• Problem statement:
Which distinct usernames post in the pipe cutter thread below? List each one once.

• Passage shown:

::::::::::

# pipe cutter?



## ksredneck (Feb 27, 2007)

anyone ever use one of those pipe cutters that you twist and then twist around the pipe then tighten it alittle more the twist it around the pipe again and do this until it cuts the pipe. anyone use these on arrows?


----------



## AKRuss (Jan 10, 2003)

I used one for years on aluminum shafting a long time ago. If you go REALLY slowly you can limp by with aluminum but for carbons you really want a power arrow trimmer.


----------



## SonnyThomas (Sep 10, 2006)

Not a good idea. A crushing action takes place to cut pipe. More than likely you would distort a aluminum shaft and weaken the end of a carbon shaft and doubtfully get a clean cut.


----------



## Doc (Jun 10, 2003)

You definitely don't want to do this, especially on carbon arrows. It won't give a clean cut making the shaft very susceptible to splintering and the pressure exerted on the shaft when tightening will crush and bend the shaft.


----------



## ksredneck (Feb 27, 2007)

well then what am I suppose to cut arrows with without spending alot of money? hopefully homemade or somethin?

::::::::::

• Data section:

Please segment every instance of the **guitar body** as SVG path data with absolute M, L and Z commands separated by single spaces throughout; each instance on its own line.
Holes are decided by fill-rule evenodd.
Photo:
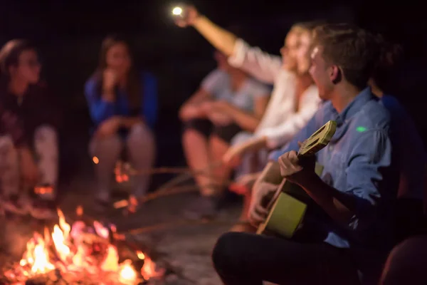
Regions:
M 322 170 L 322 165 L 316 164 L 316 174 L 320 176 Z M 279 188 L 265 222 L 259 225 L 256 233 L 271 232 L 290 239 L 302 225 L 311 198 L 300 186 L 286 180 Z
M 325 147 L 335 133 L 336 123 L 330 120 L 304 141 L 298 157 L 314 155 Z M 315 171 L 319 176 L 323 167 L 316 163 Z M 270 232 L 290 239 L 302 226 L 311 198 L 300 186 L 284 179 L 267 209 L 265 222 L 260 224 L 257 234 Z

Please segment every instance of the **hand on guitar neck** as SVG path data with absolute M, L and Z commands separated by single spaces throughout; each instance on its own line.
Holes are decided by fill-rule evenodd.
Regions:
M 278 163 L 270 162 L 265 167 L 253 187 L 249 211 L 253 224 L 259 224 L 257 233 L 268 229 L 290 238 L 300 227 L 307 195 L 299 186 L 318 179 L 322 167 L 315 165 L 314 155 L 329 143 L 335 127 L 335 122 L 329 121 L 300 144 L 298 152 L 286 152 Z
M 302 143 L 298 142 L 300 147 Z M 315 172 L 315 155 L 302 156 L 292 150 L 279 157 L 280 175 L 288 181 L 302 186 L 305 182 L 317 177 Z

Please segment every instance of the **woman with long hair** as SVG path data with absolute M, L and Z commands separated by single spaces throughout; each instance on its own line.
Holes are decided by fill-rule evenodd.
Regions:
M 39 82 L 41 65 L 28 41 L 6 43 L 0 51 L 0 66 L 2 204 L 21 214 L 51 215 L 58 172 L 56 98 Z M 42 188 L 34 197 L 41 199 L 27 199 Z
M 112 174 L 123 150 L 137 170 L 154 162 L 157 82 L 152 75 L 135 71 L 123 38 L 110 36 L 102 42 L 98 67 L 85 84 L 85 95 L 94 125 L 90 152 L 99 160 L 95 200 L 103 209 L 110 205 Z M 132 179 L 135 196 L 143 196 L 149 177 Z
M 201 195 L 185 212 L 191 219 L 215 215 L 223 181 L 231 170 L 209 167 L 221 160 L 238 133 L 255 130 L 270 92 L 266 85 L 228 64 L 222 53 L 216 51 L 214 57 L 217 68 L 204 79 L 179 112 L 184 124 L 182 144 L 187 164 L 194 171 L 208 169 L 206 175 L 196 177 Z

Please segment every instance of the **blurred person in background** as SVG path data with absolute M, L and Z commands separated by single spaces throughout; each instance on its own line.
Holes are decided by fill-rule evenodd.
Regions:
M 98 160 L 95 204 L 102 212 L 110 206 L 112 175 L 123 150 L 136 170 L 149 169 L 155 162 L 157 80 L 137 71 L 128 44 L 112 35 L 102 43 L 99 65 L 85 83 L 85 95 L 93 123 L 90 153 Z M 143 197 L 149 175 L 135 175 L 131 181 L 135 197 Z
M 199 14 L 193 6 L 185 7 L 183 13 L 184 16 L 176 21 L 178 26 L 194 27 L 228 57 L 230 65 L 262 82 L 273 84 L 271 99 L 255 131 L 238 134 L 223 157 L 226 165 L 242 165 L 238 176 L 252 172 L 252 165 L 265 165 L 268 149 L 278 147 L 292 139 L 319 107 L 317 89 L 310 76 L 297 76 L 295 59 L 300 35 L 310 31 L 311 25 L 297 24 L 291 27 L 280 49 L 280 57 L 250 46 Z M 250 155 L 241 157 L 243 152 Z
M 16 213 L 51 217 L 58 175 L 57 98 L 40 82 L 41 65 L 28 41 L 6 43 L 0 65 L 3 204 Z
M 394 214 L 397 242 L 400 242 L 411 235 L 427 233 L 423 211 L 423 200 L 427 198 L 424 196 L 427 155 L 411 115 L 396 97 L 390 95 L 394 92 L 392 83 L 399 82 L 395 75 L 403 62 L 403 49 L 399 45 L 386 41 L 381 35 L 376 35 L 376 38 L 381 46 L 381 53 L 369 86 L 391 116 L 393 159 L 399 167 L 399 175 L 395 177 L 399 189 Z
M 317 22 L 307 22 L 299 24 L 306 28 L 299 34 L 297 48 L 295 53 L 297 64 L 295 68 L 297 86 L 301 87 L 299 92 L 301 92 L 301 89 L 304 90 L 304 88 L 306 88 L 304 92 L 317 92 L 317 88 L 309 73 L 311 66 L 312 31 L 317 24 Z M 297 93 L 300 94 L 298 90 L 297 90 Z M 237 178 L 236 183 L 231 187 L 232 190 L 245 196 L 243 209 L 241 214 L 241 222 L 247 219 L 249 204 L 251 204 L 252 186 L 260 171 L 265 166 L 264 160 L 256 160 L 256 158 L 260 156 L 260 152 L 262 154 L 268 149 L 268 142 L 269 141 L 275 140 L 278 145 L 285 145 L 288 140 L 287 136 L 288 135 L 288 125 L 283 124 L 278 128 L 270 128 L 270 133 L 268 132 L 265 135 L 261 134 L 258 138 L 238 144 L 235 147 L 231 147 L 224 156 L 224 160 L 226 162 L 232 162 L 233 160 L 236 160 L 236 157 L 239 156 L 246 157 L 244 159 L 248 160 L 248 162 L 241 166 L 240 177 Z M 233 231 L 254 232 L 255 229 L 249 222 L 240 223 L 232 228 Z
M 218 208 L 218 198 L 228 178 L 226 167 L 209 166 L 221 161 L 230 142 L 242 130 L 253 132 L 268 103 L 270 89 L 246 73 L 228 64 L 215 52 L 218 67 L 202 81 L 199 90 L 182 105 L 179 116 L 184 124 L 182 137 L 187 163 L 196 175 L 201 196 L 186 209 L 189 218 L 211 217 Z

::::::::::

• Task result:
ksredneck, AKRuss, SonnyThomas, Doc